*Requirement A*. Gather every line of the records that contains the word "yellow", matching case exactly.

>> BEGIN Document segment

Protecting Yourself From Lawsuits

Just in case you haven't heard, most lawyers are a pain in the ass and all lawsuits suck. If this is news to you, get down on your knees and thank God that you haven't yet learned this lesson.

One of the toughest truths in business is that you'll be involved in litigation. It's going to happen, no matter how cautious you are. I speak from experience. While we've only been involved in a few lawsuits, and it took seven years for our first, they've been difficult experiences for me. What I can tell you is that if you work in business, they will happen, and with each one, they get easier and easier to stomach.

The sooner you understand that it's going to happen at some point, the easier it will be to deal with it when it does happen. Don't get me wrong -- when it does happen, you'll be shocked, angry and scared, but you will get through it. What follows are six steps you need to take to protect yourself and keep the angst at a minimum.

1. Get, and keep, a good lawyer.

Whether your involvement is as a plaintiff, defendant or third party, you need to know a few things. First, there are a lot of rules and procedures in play and unless you're a lawyer, you probably have no idea what they are. That's okay, but you need to call your lawyer immediately. If you don't have one, get a good one, NOW. Get a referral from someone who knows many and take him/her to lunch twice a year (even with no lawsuits) to keep in touch. Make sure your lawyer knows your business and industry so that if something bad happens, you're not starting at square one. If that bad day comes and you need a specialist and your attorney can't do that work (say real estate law, for example), they'll refer you to someone who can help you. (Throughout the process, work with your lawyer to keep your costs down. I won't go into that here; there are tons of books and articles on ways to do it.)

2. Get professional liability insurance.

If you are a defendant or are a third party in a lawsuit, you should also call your insurance company to see if your professional liability insurance will cover the suit. Don't have professional liability insurance? GET IT. You'll pay a lot for it, in most cases, but it's worth it to sleep at night. One key, be sure to call as soon as the suit is filed -- most insurance companies won't pay if you come to them after the fact.

3. Save your important papers and emails.

>> END Document segment
>> BEGIN Source data

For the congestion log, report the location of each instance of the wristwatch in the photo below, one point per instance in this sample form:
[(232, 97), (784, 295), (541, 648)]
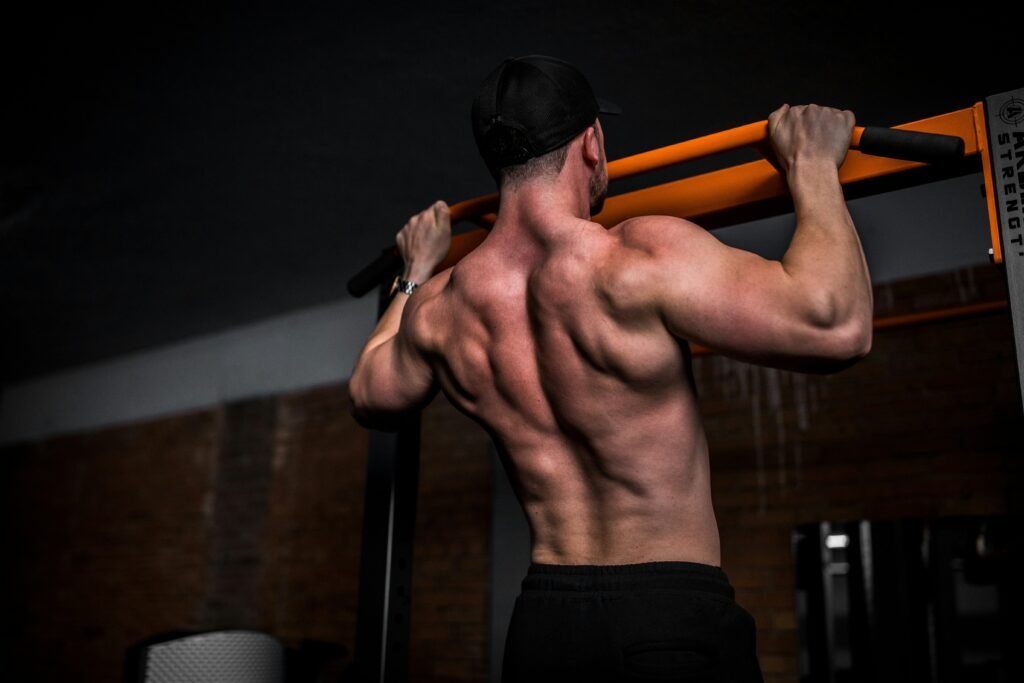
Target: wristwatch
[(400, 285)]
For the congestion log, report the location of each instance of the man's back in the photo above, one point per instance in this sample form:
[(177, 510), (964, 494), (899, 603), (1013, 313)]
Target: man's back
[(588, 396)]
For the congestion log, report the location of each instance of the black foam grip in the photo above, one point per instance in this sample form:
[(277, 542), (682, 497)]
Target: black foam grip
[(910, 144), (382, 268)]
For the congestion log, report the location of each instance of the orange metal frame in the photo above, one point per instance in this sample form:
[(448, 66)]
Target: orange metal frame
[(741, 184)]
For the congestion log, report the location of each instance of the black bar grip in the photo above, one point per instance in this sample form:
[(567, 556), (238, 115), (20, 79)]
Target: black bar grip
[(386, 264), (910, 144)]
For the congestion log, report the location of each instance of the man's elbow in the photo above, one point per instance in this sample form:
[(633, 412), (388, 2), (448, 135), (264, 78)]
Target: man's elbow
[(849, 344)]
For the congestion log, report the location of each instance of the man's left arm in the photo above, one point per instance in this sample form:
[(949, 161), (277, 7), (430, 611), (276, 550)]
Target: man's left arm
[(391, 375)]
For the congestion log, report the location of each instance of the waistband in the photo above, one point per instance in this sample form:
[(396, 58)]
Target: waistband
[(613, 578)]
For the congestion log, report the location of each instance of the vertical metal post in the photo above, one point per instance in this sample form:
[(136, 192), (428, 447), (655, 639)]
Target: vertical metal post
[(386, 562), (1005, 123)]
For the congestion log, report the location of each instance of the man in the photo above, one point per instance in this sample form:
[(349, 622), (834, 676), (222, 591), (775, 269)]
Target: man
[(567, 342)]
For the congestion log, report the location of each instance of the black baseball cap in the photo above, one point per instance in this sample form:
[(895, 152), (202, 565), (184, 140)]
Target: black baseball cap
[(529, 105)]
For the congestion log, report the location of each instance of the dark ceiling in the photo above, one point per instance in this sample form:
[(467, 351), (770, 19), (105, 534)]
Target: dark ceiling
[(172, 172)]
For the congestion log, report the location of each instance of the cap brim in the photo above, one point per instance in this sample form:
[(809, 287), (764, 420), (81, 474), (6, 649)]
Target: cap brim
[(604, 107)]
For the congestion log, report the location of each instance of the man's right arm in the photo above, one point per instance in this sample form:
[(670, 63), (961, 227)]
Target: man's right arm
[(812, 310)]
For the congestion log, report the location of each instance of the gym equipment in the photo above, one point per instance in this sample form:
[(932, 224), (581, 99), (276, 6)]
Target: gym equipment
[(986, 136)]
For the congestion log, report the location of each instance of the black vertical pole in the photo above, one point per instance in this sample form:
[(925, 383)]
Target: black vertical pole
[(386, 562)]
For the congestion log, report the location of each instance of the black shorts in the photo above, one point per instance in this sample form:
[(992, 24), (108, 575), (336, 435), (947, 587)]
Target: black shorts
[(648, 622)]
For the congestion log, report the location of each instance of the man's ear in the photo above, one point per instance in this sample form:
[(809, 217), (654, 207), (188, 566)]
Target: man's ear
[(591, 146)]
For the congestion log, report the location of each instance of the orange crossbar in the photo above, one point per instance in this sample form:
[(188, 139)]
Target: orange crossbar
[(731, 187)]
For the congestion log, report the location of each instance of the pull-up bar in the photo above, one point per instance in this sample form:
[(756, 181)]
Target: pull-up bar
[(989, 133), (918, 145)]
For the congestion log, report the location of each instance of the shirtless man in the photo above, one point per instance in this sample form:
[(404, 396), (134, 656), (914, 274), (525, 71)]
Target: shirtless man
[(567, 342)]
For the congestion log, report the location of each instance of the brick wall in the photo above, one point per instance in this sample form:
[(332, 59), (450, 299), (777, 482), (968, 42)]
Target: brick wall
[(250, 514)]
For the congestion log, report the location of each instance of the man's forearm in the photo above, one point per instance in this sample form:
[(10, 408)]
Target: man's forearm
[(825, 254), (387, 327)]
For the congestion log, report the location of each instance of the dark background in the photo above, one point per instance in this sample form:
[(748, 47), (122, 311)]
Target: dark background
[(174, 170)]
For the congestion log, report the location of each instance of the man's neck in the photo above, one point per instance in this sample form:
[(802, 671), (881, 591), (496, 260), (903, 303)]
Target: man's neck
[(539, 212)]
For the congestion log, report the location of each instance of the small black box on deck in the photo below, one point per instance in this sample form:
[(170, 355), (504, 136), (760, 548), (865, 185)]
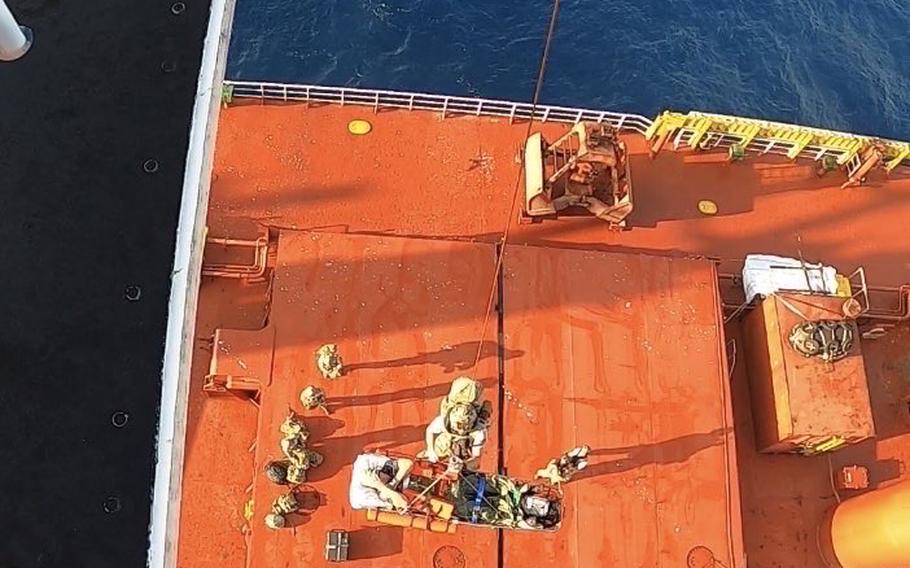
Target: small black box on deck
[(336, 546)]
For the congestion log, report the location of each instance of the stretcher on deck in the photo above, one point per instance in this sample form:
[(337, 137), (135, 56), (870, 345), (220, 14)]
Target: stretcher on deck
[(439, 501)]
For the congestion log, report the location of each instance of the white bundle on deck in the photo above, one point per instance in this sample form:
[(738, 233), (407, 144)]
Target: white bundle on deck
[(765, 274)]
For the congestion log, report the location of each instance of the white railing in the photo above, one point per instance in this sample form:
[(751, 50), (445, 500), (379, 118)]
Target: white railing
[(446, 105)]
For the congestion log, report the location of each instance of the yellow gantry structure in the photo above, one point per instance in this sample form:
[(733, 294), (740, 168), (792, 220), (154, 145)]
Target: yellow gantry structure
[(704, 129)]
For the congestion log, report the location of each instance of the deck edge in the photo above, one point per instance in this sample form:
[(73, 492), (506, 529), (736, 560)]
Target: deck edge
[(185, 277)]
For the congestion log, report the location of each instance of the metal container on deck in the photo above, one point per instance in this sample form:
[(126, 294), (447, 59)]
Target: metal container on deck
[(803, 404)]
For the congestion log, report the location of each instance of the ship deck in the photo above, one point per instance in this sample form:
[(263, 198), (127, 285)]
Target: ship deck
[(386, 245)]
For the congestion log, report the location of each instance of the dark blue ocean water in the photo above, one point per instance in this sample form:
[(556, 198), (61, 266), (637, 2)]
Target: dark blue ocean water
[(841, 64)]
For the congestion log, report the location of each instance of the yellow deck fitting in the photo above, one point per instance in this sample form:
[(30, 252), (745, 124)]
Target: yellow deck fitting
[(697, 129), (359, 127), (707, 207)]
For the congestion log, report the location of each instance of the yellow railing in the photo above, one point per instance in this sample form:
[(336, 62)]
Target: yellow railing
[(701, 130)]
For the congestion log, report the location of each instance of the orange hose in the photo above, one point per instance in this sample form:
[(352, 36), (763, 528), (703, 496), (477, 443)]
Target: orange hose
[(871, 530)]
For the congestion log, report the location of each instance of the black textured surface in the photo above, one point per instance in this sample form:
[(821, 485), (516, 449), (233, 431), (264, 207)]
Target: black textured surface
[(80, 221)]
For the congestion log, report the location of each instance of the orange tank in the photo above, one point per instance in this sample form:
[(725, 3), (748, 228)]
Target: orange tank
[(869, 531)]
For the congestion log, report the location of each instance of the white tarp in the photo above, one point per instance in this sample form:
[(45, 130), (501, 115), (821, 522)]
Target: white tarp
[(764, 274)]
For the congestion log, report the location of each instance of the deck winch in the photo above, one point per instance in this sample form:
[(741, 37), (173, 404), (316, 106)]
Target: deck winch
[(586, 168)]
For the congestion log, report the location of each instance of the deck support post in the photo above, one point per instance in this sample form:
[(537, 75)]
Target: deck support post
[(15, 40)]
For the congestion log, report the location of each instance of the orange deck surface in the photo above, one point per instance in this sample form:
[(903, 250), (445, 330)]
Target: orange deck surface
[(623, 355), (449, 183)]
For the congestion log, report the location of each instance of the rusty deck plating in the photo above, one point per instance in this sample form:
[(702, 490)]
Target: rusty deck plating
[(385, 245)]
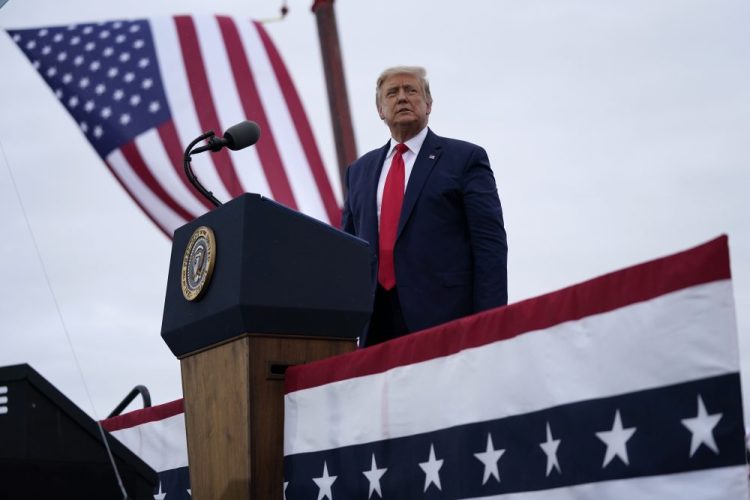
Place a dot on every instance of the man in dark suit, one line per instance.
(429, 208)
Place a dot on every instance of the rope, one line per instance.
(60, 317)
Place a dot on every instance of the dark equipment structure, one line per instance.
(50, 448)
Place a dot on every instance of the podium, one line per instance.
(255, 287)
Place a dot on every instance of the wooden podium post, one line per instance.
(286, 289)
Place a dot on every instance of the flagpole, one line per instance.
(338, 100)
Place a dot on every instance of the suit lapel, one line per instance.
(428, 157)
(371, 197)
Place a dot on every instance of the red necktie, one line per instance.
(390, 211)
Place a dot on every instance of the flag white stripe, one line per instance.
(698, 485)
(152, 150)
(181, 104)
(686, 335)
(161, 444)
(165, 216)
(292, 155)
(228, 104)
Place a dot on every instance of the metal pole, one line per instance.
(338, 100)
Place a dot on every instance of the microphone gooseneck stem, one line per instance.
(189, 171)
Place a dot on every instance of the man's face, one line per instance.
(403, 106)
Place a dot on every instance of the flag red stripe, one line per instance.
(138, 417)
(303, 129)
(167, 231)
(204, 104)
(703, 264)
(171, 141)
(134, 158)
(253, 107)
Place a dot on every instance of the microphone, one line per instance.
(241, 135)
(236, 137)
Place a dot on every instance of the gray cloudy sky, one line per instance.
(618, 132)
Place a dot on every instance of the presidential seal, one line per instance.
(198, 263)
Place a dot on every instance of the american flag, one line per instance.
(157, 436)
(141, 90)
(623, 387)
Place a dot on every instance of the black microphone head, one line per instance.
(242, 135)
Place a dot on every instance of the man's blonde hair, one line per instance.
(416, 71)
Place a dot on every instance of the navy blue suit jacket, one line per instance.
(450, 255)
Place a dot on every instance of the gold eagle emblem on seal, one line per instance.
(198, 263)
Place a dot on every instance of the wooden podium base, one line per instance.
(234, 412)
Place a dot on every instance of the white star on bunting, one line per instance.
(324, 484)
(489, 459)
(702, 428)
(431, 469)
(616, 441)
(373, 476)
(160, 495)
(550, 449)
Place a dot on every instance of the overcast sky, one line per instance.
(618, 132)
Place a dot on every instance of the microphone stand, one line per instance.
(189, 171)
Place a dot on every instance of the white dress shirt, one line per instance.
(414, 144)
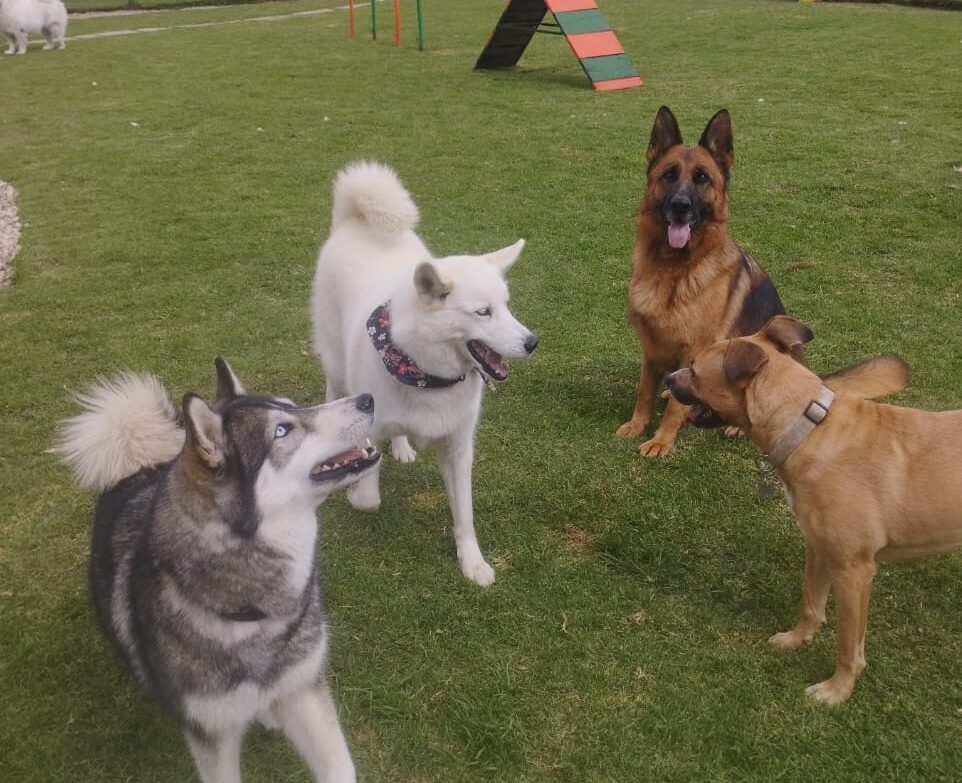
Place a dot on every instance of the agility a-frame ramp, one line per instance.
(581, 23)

>> END Source data

*Requirement B*. Retype the passage of the text on protecting yourself from lawsuits, starting at "2. Get professional" and ending at "papers and emails.".

*Output A*.
For the congestion log, report the location of each instance of the yellow gantry structure in the photo above, one point per instance in this sample form:
Target: yellow gantry structure
For the congestion log, report the location of each instance of the yellow deck fitting in the photo above, one point per instance in this sample form:
Target: yellow deck fitting
For the congestion log, report the location of each instance of the yellow railing in the photo above, one point per instance in this sample form:
Target: yellow railing

*Output B*.
2. Get professional liability insurance.

If you are a defendant or are a third party in a lawsuit, you should also call your insurance company to see if your professional liability insurance will cover the suit. Don't have professional liability insurance? GET IT. You'll pay a lot for it, in most cases, but it's worth it to sleep at night. One key, be sure to call as soon as the suit is filed -- most insurance companies won't pay if you come to them after the fact.

3. Save your important papers and emails.